The company exceeded $100 million in sales for the first time in 1991. In September 1991, Cirrus Logic, Inc., a San Jose, California–based fabless semiconductor company specializing in personal computer chips, announced the acquisition of Crystal in a stock swap worth roughly $59 million at the time. The acquisition was completed in late October 1991, the company becoming an independent subsidiary of Cirrus Logic while retaining its headquarters, name, and marketing team. After the acquisition, Crystal pivoted away from general-purpose converters to modems and sound-generating ASICs for personal computers. Prompted by growing sales and employment, between April and June 1993, the company's 350 workers moved out from their old headquarters to a new plant in Austin four times its size. Around the same time, Cirrus Logic earmarked another 45,000-square-foot plant in the area for them to occupy in January 1994.

--*--

### Requirement 1
List every calendar month that the passage on Crystal and Cirrus Logic names.
### Requirement 2
Extend the passage on Crystal's history under Cirrus Logic, picking up after its final sentence.
The items that come next are separate material, unrelated to the passage about Crystal.

--*--

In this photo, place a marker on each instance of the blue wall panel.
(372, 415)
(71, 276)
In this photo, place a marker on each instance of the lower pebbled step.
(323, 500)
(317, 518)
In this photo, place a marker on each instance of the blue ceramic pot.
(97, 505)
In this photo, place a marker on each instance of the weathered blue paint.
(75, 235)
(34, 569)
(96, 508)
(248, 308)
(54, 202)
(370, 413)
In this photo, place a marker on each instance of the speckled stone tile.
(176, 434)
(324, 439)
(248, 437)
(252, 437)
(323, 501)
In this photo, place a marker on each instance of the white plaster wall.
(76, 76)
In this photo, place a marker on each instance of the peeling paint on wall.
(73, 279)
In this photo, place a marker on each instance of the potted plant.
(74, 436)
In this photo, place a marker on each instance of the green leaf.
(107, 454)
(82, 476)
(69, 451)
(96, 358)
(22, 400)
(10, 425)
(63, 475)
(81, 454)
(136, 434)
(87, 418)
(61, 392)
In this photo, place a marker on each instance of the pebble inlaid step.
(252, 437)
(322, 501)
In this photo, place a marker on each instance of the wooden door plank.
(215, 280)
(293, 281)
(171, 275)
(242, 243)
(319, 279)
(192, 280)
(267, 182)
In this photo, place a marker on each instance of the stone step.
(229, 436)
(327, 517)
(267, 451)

--*--

### Final answer 1
September, October, April, June, January

### Final answer 2
Crystal under Cirrus Logic's ownership employed 429 in 1995. Between 1997 and 1998 the company cut 30 jobs, amid a wave of layoffs at Cirrus Logic affecting between 400 and 500 workers total. Clardy left the company in 1997, citing overbearing management from Cirrus Logic. That year, Crystal launched a lawsuit against Milpitas-based OPTi Inc. and Singapore-based TriTech Microelectronics for alleged patent infringement of Crystal's mixed-signal technology. The courts ruled in favor of Crystal in late 1999 or early 2000, ordering TriTech and OPTi to pay their portion of a combined $20 million.

In April 2000, Cirrus Logic relocated their headquarters and management from San Jose to Crystal's home of Austin, citing a pivot away from video controller chips to Crystal's specialty of audio and optical storage controller chips. By 2002, Cirrus Logic had absorbed Crystal into its base of operations and finally retired the name.